Consignes.
• A. D'après l'article, à quelle date le verdict de la Chambre des mises en accusation est-il attendu ?
• B. Reproduisez mot pour mot le passage de l'article qui commence par les mots « Les 2 poli­ciers » et se termine par « 20 Sep­tembre 2022. ».
• C. Présentez sous forme de liste, s'il vous plaît, les faits principaux du paragraphe de l'article qui commence par « Ce mercredi, la chambre des mises en accusation ».

Article.

------------------------------------------------------------------------

Le droit à un procès public

Les 2 poli­ciers conduc­teurs de la voi­ture qui pour­sui­vait la moto de Ouas­sim et Sabri­na et le poli­cier de la voi­ture qui leur a blo­qué la route à la sor­tie du tun­nel ont dû s’ex­pli­quer devant la Chambre des mises en accu­sa­tion. Chaque étape est un com­bat et la pro­cé­dure est épui­sante. Cette der­nière audience était déter­mi­nante car la Chambre va main­te­nant déci­der s’il y a suf­fi­sam­ment d’éléments pour ren­voyer les trois poli­ciers devant un Tri­bu­nal pénal. Le ver­dict est atten­du le 12 octobre 2022

» Pour aller plus loin, nous vous relayons un com­mu­ni­qué de presse de la Ligue des Droits Humains, publié le 20 Sep­tembre 2022.

La question des Courses-poursuites par les forces de police : un débat sur leur légitimité s’impose :

Bruxelles, le 20 sep­tembre 2022

Sabri­na El Bak­ka­li et Ouas­sim Tou­mi en 2017, Maw­da Sha­wry en 2018, Meh­di Bou­da en 2019 et Adil Char­rot en 2020. Quatre décès en quatre ans. L’un des points com­muns entre toutes ces per­sonnes, outre le fait qu’elles ont des ori­gines étran­gères, est qu’elles ont per­du la vie lors de courses-pour­suites avec les forces de police. Selon la Ligue des droits humains, la mul­ti­pli­ca­tion de ce type de faits doit pous­ser la police à la réflexion. Quand il n’existe pas de dan­ger pour autrui, ces courses-pour­suites doivent être inter­dites ou au mini­mum mieux encadrées.

Sabri­na et Ouassim

Ce mer­cre­di, la chambre des mises en accu­sa­tion de la Cour d’appel de Bruxelles doit sta­tuer sur les suites à don­ner à la plainte des familles de Sabri­na et Ouas­sim. Le 9 mai 2017, les deux jeunes Bruxel­lois per­daient la vie à la suite d’une course-pour­suite avec la police. Ils cir­cu­laient en moto, la police les pour­sui­vait parce qu’ils n’auraient pas res­pec­té les limi­ta­tions de vitesse. Une voi­ture de police leur fera bar­rage à la sor­tie du tun­nel Bailli. En février 2022, trois poli­ciers ont été inculpés.

“Le recours à la force doit être abso­lu­ment nécessaire”

Selon la Ligue des droits humains, la mul­ti­pli­ca­tion de ces courses-pour­suites élude plu­sieurs prin­cipes fon­da­men­taux : d’une part, la Conven­tion euro­péenne des droits de l’homme pro­tège le droit à la vie et d’autre part, l’article 37 de la loi sur la fonc­tion de police pré­voit que tout recours à la force doit être “rai­son­nable et pro­por­tion­né à l’objectif poursuivi”.

------------------------------------------------------------------------

Données enregistrées.
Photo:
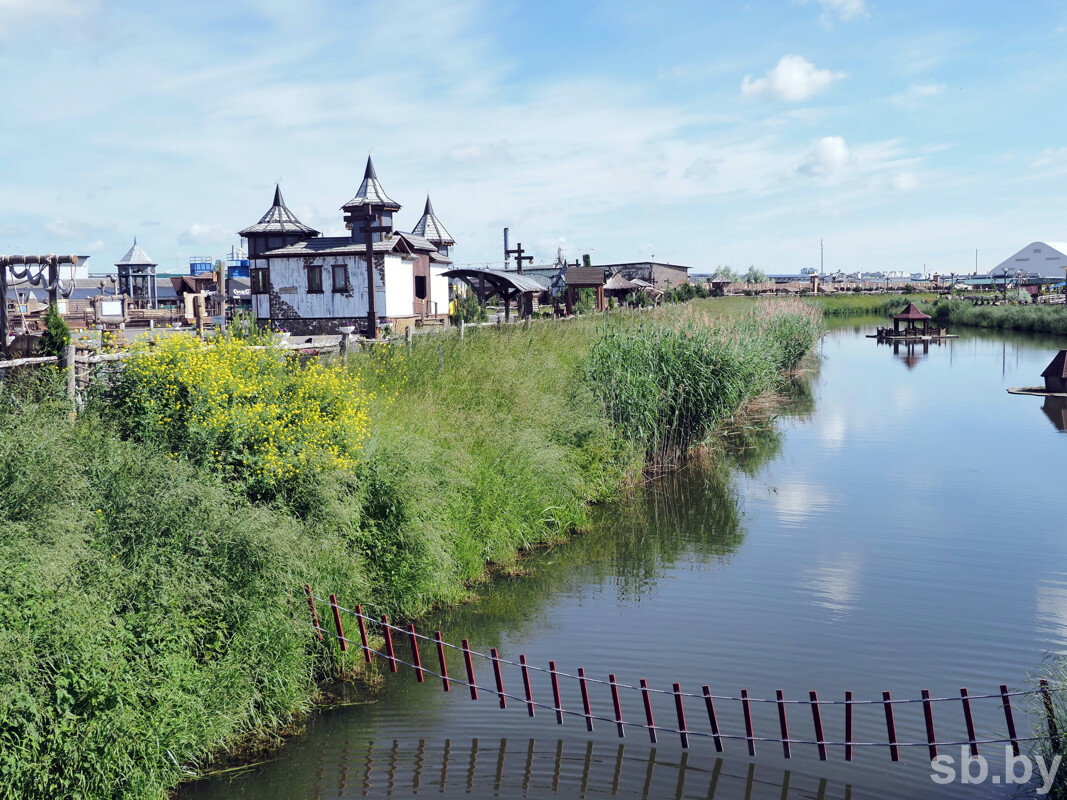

------------------------------------------------------------------------

Corrigé.
• A. Le 12 octobre 2022.

• B.
Les 2 poli­ciers conduc­teurs de la voi­ture qui pour­sui­vait la moto de Ouas­sim et Sabri­na et le poli­cier de la voi­ture qui leur a blo­qué la route à la sor­tie du tun­nel ont dû s’ex­pli­quer devant la Chambre des mises en accu­sa­tion. Chaque étape est un com­bat et la pro­cé­dure est épui­sante. Cette der­nière audience était déter­mi­nante car la Chambre va main­te­nant déci­der s’il y a suf­fi­sam­ment d’éléments pour ren­voyer les trois poli­ciers devant un Tri­bu­nal pénal. Le ver­dict est atten­du le 12 octobre 2022

» Pour aller plus loin, nous vous relayons un com­mu­ni­qué de presse de la Ligue des Droits Humains, publié le 20 Sep­tembre 2022.

• C.
- Ce mercredi, la chambre des mises en accusation de la Cour d'appel de Bruxelles doit statuer sur les suites à donner à la plainte des familles de Sabrina et Ouassim.
- Le 9 mai 2017, ces deux jeunes Bruxellois ont perdu la vie à la suite d'une course-poursuite avec la police.
- Ils circulaient à moto, et la police les poursuivait parce qu'ils n'auraient pas respecté les limitations de vitesse.
- Une voiture de police leur a fait barrage à la sortie du tunnel Bailli.
- En février 2022, trois policiers ont été inculpés.